── Information ──
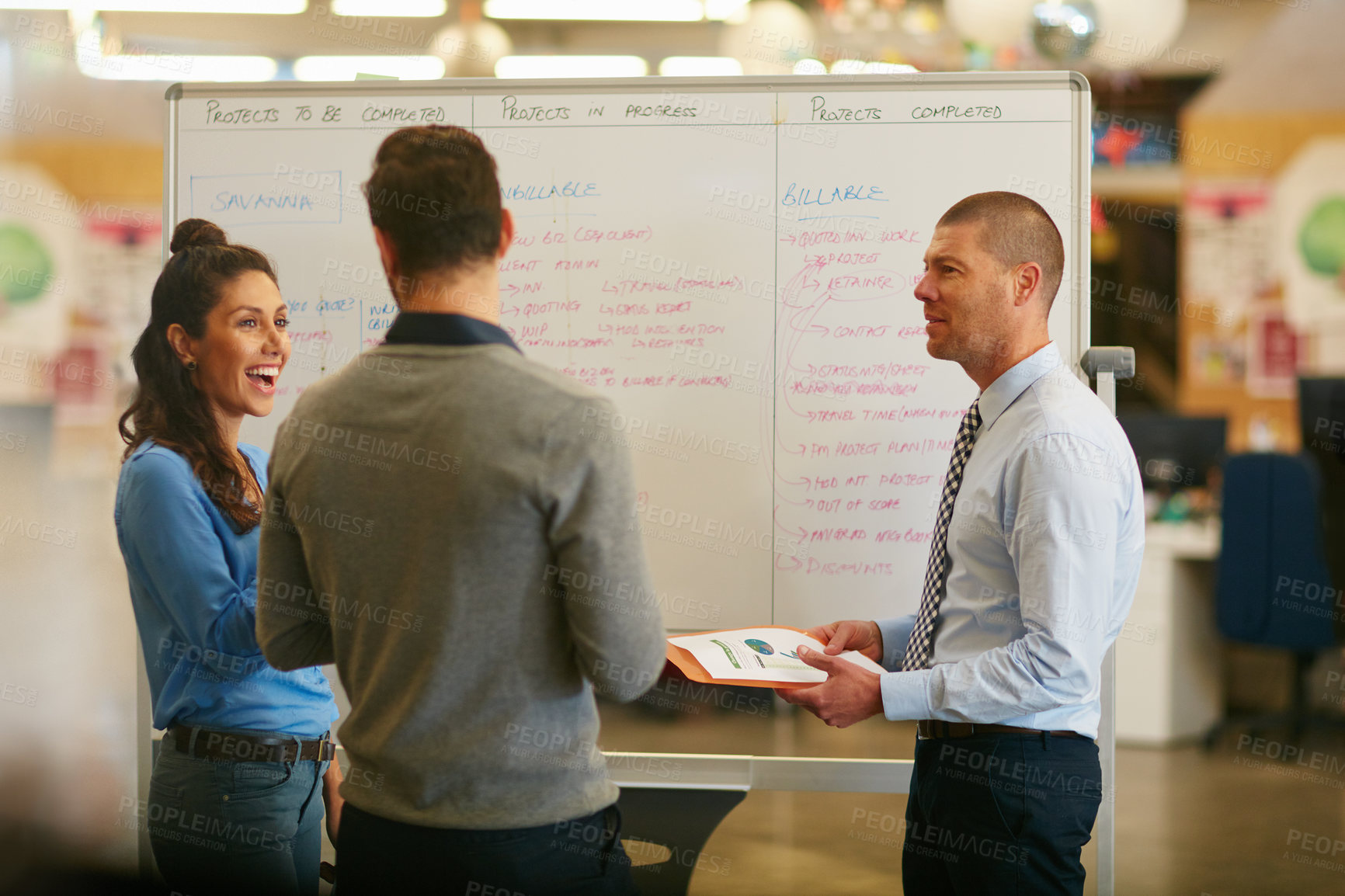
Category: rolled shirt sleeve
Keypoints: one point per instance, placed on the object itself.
(290, 639)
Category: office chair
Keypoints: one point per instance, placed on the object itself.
(1274, 589)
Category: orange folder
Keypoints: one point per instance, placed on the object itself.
(693, 669)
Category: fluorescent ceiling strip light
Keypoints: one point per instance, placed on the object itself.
(571, 68)
(597, 9)
(692, 66)
(404, 9)
(169, 68)
(249, 7)
(346, 68)
(727, 9)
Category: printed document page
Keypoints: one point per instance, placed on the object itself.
(764, 654)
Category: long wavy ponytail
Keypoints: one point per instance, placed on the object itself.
(169, 408)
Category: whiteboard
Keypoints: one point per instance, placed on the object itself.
(731, 262)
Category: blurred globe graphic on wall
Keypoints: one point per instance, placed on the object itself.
(26, 269)
(1321, 240)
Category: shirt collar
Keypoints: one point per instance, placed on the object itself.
(1013, 382)
(432, 328)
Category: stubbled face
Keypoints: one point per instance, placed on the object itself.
(244, 349)
(968, 297)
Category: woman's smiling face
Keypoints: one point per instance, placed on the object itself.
(244, 349)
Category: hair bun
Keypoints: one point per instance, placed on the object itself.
(196, 231)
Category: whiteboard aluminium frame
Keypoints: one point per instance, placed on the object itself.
(705, 771)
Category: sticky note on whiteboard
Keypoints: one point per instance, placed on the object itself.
(266, 198)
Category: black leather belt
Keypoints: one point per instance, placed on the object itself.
(938, 728)
(245, 747)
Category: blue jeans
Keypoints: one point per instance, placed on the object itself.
(999, 814)
(579, 857)
(235, 826)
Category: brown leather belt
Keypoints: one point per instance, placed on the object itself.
(938, 728)
(244, 747)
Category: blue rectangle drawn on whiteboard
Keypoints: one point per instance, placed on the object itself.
(264, 198)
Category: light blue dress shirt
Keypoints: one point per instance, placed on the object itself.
(194, 591)
(1045, 541)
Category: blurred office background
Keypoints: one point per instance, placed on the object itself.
(1218, 252)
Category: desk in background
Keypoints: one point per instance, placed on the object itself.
(1169, 657)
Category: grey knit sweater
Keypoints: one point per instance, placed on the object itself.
(450, 526)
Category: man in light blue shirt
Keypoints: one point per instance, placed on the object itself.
(1032, 572)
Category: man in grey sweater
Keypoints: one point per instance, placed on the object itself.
(444, 523)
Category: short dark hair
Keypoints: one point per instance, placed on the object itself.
(436, 196)
(1014, 231)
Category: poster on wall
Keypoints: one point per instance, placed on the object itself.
(1273, 352)
(40, 233)
(1229, 260)
(1310, 234)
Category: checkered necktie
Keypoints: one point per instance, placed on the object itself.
(937, 575)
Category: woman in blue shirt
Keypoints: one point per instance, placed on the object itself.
(233, 798)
───
Directions for this task
Copy exactly the lines running from the one that contains "Category: poster on wall" to the end of the material, both ends included.

Solution to this exercise
Category: poster on wall
Keypoints: one point per instance, placed on the object itself.
(1273, 352)
(40, 233)
(1229, 260)
(1310, 234)
Category: checkered necktie
Keypoints: one point per instance, placed on the object itself.
(937, 575)
Category: woman in blue shirt
Keypoints: one point per instance, placed on the object itself.
(233, 798)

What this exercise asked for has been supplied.